— Exercise aim —
Repeat exactly the lines from the one containing "Would you mind annotating the windshield in" through the last line of the records below, both included, and nothing else.

:: Records for this exercise

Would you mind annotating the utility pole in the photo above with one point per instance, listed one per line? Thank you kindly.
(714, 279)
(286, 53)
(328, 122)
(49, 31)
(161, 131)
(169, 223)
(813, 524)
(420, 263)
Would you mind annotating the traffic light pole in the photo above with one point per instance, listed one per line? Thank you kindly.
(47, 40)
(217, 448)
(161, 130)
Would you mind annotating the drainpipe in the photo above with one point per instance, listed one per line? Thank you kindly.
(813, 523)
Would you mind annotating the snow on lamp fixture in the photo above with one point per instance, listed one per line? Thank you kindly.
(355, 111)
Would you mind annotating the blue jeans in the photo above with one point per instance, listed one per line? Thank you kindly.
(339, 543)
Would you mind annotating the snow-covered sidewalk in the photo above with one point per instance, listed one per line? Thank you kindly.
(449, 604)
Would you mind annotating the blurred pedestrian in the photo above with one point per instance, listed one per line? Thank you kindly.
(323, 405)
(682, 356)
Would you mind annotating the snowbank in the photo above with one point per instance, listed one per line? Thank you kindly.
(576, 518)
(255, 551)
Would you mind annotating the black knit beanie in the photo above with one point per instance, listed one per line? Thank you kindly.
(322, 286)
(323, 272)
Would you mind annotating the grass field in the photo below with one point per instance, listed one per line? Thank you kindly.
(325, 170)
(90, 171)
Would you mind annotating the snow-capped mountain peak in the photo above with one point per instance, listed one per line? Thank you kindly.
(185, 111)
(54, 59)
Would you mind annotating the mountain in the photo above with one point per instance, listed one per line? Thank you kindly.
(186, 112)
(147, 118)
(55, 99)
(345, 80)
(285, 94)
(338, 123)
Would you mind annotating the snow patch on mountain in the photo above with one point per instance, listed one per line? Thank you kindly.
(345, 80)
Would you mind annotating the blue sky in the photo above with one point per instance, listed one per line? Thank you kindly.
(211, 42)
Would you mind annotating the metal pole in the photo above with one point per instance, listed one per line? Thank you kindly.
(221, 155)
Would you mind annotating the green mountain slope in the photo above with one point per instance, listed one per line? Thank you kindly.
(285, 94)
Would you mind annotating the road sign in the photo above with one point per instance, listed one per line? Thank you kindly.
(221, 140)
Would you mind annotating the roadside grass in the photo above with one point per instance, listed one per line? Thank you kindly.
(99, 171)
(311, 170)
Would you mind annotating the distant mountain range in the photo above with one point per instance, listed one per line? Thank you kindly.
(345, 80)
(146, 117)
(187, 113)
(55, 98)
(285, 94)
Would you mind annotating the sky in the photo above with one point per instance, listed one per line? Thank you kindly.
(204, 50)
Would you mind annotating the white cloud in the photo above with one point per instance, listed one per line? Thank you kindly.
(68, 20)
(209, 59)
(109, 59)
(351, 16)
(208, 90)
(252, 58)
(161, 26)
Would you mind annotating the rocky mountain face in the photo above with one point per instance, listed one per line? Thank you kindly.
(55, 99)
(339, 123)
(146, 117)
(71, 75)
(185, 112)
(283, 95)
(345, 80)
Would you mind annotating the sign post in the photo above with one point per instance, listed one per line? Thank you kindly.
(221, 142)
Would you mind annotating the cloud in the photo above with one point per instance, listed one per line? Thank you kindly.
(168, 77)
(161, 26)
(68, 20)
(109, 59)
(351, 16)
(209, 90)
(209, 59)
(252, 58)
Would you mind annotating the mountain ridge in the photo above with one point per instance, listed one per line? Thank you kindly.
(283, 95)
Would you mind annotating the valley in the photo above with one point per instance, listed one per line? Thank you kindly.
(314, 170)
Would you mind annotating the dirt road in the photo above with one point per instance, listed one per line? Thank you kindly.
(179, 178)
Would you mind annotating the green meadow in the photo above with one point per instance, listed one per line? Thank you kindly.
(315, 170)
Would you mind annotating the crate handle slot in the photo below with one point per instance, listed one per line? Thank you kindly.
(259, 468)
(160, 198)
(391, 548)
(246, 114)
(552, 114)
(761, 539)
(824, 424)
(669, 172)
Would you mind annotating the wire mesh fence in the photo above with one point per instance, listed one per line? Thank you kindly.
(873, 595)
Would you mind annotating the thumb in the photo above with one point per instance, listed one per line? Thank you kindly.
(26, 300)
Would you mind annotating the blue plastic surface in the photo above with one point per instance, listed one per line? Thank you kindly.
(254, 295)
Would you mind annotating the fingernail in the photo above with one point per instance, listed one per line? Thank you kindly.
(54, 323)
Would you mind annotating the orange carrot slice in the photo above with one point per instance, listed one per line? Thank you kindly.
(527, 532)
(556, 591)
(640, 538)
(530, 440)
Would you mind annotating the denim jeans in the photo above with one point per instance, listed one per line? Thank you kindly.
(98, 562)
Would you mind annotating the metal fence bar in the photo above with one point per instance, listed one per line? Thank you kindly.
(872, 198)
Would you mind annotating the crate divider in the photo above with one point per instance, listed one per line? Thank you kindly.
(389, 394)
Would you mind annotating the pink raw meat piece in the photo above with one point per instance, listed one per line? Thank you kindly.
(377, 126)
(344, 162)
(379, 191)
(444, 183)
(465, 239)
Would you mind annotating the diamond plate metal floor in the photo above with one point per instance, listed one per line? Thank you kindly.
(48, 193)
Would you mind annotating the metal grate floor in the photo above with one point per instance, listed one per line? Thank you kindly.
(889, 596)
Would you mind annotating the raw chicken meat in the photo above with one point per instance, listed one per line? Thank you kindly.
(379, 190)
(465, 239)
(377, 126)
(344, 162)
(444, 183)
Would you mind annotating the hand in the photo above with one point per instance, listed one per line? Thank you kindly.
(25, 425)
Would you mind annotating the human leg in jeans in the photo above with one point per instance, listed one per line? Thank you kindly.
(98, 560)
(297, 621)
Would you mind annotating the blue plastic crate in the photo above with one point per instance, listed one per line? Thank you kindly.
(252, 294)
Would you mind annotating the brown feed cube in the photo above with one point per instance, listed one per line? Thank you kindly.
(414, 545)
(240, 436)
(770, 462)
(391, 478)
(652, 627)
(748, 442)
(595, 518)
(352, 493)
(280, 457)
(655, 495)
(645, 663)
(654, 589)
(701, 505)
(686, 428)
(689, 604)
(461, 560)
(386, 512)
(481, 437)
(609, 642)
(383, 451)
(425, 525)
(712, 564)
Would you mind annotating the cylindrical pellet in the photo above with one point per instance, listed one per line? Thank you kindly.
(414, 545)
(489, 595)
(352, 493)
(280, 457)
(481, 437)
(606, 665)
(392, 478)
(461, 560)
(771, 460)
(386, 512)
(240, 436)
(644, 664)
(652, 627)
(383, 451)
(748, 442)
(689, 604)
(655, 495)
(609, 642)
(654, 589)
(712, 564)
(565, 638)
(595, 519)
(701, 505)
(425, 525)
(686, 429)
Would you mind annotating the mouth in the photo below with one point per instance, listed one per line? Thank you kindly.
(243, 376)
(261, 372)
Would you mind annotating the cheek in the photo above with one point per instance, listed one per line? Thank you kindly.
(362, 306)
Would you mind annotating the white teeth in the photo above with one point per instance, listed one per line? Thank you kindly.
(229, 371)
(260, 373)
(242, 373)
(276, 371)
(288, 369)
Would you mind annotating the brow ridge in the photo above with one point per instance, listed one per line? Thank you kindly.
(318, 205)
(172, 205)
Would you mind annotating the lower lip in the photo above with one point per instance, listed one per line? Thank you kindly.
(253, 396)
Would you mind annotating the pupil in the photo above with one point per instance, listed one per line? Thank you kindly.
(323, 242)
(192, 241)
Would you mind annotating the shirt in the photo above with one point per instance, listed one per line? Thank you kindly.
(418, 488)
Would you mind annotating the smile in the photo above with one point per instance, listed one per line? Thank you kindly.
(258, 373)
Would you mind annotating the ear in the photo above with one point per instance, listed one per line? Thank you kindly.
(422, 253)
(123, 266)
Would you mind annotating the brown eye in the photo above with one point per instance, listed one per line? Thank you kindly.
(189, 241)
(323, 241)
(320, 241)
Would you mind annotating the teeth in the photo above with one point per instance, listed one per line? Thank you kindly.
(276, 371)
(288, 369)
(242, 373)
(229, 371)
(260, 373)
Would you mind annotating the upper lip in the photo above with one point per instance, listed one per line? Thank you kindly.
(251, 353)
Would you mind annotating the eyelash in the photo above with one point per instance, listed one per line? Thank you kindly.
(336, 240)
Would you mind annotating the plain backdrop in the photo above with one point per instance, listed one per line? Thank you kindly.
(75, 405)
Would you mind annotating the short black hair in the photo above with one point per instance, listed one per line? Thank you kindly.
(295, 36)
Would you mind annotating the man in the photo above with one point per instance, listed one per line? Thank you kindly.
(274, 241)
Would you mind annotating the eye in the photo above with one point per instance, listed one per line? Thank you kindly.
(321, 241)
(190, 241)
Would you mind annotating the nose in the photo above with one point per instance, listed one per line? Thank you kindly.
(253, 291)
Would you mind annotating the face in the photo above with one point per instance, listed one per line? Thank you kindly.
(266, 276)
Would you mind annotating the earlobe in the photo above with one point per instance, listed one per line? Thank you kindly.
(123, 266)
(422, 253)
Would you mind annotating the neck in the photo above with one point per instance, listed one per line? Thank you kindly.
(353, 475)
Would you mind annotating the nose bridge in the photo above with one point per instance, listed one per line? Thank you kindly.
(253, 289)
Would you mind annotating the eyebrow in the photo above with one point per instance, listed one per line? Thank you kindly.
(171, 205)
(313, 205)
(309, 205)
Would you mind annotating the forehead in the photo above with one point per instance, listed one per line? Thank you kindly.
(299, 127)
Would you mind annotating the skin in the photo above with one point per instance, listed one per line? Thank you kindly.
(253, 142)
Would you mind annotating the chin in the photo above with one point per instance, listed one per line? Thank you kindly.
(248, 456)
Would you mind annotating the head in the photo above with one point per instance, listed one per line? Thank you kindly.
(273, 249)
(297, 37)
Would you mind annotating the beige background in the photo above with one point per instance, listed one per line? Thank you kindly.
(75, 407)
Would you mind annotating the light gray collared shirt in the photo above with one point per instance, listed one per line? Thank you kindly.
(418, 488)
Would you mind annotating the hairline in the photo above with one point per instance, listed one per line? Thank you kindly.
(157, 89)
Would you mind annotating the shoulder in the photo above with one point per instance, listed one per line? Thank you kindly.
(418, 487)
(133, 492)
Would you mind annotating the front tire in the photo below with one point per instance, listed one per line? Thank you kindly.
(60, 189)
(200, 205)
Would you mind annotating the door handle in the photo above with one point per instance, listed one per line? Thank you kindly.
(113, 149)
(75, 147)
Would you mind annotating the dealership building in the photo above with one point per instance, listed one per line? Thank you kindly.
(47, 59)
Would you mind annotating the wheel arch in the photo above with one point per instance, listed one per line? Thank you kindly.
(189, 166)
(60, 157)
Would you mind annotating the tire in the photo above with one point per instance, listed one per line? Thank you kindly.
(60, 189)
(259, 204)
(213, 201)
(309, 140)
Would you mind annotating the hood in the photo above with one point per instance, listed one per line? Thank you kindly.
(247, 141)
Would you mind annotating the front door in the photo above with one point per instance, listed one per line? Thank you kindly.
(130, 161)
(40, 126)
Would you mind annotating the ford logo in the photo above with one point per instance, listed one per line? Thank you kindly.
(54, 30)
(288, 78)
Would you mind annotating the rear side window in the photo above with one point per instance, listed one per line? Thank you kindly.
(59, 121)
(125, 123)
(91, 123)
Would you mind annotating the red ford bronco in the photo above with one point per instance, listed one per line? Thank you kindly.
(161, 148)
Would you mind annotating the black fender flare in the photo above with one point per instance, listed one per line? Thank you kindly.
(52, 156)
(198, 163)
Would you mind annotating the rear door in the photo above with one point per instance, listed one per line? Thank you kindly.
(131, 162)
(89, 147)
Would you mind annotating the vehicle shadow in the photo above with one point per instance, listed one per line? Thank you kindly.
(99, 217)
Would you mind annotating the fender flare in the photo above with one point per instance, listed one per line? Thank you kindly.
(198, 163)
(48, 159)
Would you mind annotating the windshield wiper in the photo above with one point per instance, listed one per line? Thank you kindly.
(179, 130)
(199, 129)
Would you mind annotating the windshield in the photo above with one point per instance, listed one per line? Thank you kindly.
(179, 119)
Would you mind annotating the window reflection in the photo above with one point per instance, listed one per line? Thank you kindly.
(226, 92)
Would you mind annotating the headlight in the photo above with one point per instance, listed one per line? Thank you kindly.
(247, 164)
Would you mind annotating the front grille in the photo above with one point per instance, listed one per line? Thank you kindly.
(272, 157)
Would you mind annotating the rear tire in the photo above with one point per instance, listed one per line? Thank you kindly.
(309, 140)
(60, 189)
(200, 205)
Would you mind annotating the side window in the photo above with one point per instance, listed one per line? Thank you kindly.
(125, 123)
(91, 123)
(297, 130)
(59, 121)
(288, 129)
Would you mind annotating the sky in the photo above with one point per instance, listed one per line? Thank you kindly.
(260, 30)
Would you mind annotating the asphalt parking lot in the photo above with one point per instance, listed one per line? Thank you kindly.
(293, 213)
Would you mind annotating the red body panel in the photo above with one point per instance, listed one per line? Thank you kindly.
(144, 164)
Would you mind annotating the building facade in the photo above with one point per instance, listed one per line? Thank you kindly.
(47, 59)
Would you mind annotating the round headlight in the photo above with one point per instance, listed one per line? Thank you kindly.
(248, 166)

::::

— Result for this exercise —
Would you mind annotating the windshield in the photo above with one point per instance, listed one per line? Thank you kindly.
(179, 119)
Would you mind annotating the window reflection in the photo above with one point per instance, listed one per line? Thank you kindly.
(226, 92)
Would you mind annotating the headlight in the photo above with one point per instance, listed one per line? Thank you kindly.
(247, 164)
Would you mind annotating the front grille in the photo above with one point per instance, listed one per line? Thank you kindly.
(272, 157)
Would you mind annotating the rear tire in the photo above with one point per instance, listed one per line? Thank you kindly.
(309, 140)
(60, 189)
(200, 205)
Would you mind annotating the side window in the photo above with one point per instance, listed one per line? Thank you kindly.
(125, 123)
(91, 123)
(297, 130)
(59, 121)
(288, 129)
Would you mind annotating the sky in the photo above with one point per instance, listed one per line? Thank you kindly.
(260, 30)
Would you mind annotating the asphalt parking lot in the photo above with one point per instance, listed one per line? Thank you kindly.
(293, 213)
Would you mind annotating the red body panel in the photo above with one point per instance, listed one per line? Thank you kindly.
(144, 164)
Would you mind annotating the building facade in the photo above with one point per instance, listed one per line? Thank you kindly.
(47, 59)
Would you mind annotating the round headlight in the photo above with one point per instance, listed one per line? Thank you kindly.
(248, 166)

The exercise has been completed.